Segment Open

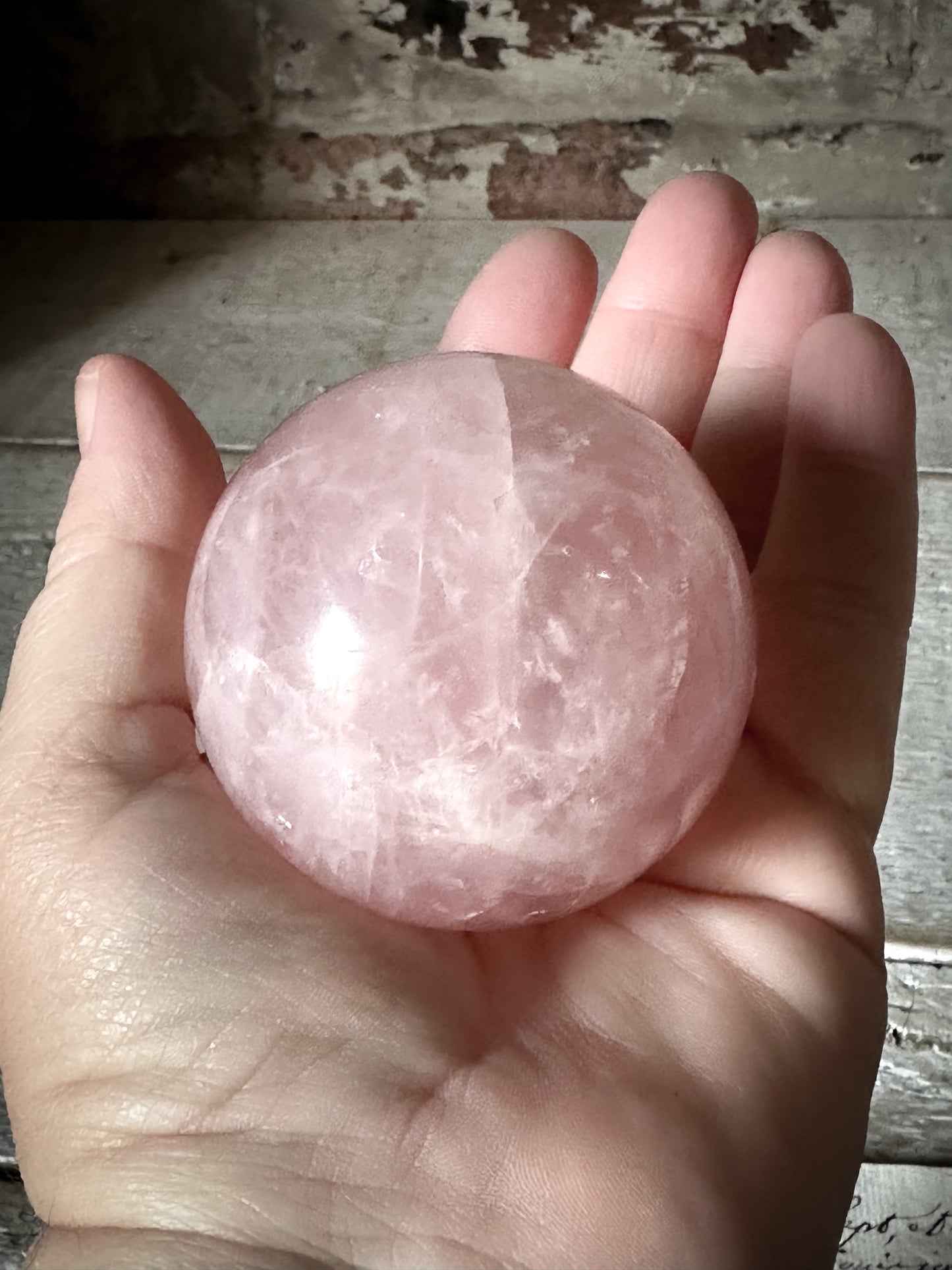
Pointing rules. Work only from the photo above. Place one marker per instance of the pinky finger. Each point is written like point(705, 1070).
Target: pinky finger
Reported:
point(835, 581)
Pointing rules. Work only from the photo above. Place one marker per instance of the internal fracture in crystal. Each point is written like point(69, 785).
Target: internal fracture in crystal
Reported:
point(470, 641)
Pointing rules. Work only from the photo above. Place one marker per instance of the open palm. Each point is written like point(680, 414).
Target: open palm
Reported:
point(211, 1060)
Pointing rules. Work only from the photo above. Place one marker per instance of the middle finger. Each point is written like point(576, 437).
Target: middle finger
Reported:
point(658, 330)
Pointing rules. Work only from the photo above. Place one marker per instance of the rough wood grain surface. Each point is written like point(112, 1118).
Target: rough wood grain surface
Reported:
point(249, 320)
point(478, 108)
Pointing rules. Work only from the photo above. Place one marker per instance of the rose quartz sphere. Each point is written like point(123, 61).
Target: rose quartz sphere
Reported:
point(470, 641)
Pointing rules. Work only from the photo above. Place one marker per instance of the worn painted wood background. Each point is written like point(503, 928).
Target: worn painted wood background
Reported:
point(472, 108)
point(249, 320)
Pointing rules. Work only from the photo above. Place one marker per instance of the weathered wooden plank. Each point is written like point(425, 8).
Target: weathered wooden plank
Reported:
point(482, 108)
point(914, 849)
point(910, 1116)
point(900, 1219)
point(249, 320)
point(18, 1223)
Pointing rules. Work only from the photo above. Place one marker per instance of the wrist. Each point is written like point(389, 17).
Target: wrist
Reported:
point(93, 1249)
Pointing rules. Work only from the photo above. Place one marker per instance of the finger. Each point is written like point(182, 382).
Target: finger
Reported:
point(658, 330)
point(532, 299)
point(790, 282)
point(107, 629)
point(835, 579)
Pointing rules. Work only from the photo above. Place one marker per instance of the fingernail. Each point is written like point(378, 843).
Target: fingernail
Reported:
point(86, 394)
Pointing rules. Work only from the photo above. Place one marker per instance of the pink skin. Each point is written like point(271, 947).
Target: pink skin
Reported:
point(238, 1068)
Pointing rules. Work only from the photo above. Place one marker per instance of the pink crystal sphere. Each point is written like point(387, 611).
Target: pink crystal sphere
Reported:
point(470, 641)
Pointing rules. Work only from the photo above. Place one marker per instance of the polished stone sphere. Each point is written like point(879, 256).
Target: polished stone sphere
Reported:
point(470, 641)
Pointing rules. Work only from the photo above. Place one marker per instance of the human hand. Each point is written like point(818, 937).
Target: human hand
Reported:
point(212, 1062)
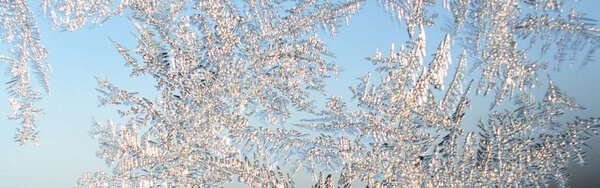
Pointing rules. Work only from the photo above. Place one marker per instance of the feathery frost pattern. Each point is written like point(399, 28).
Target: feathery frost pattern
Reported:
point(231, 75)
point(26, 55)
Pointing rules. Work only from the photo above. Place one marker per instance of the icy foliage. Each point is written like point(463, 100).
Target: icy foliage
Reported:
point(216, 65)
point(230, 75)
point(26, 55)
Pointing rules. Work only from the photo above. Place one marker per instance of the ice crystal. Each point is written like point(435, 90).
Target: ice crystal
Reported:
point(231, 74)
point(19, 30)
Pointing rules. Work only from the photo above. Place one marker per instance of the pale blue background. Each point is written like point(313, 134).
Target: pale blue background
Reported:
point(66, 149)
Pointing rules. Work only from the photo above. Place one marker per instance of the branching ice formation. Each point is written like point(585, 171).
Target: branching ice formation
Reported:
point(219, 66)
point(19, 30)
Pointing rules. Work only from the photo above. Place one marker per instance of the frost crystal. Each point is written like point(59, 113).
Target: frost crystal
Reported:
point(19, 30)
point(231, 74)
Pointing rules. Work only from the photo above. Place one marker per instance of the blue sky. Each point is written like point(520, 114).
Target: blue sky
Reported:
point(66, 149)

Segment Closed

## Description of the task
Pull every line containing the word "quartz" out of the entries above.

## Response for this exercise
Pointing rules. Work only from the photo above. Place one marker per instance of the rose quartz sphere. Each point is written like point(123, 61).
Target: rose quartz sphere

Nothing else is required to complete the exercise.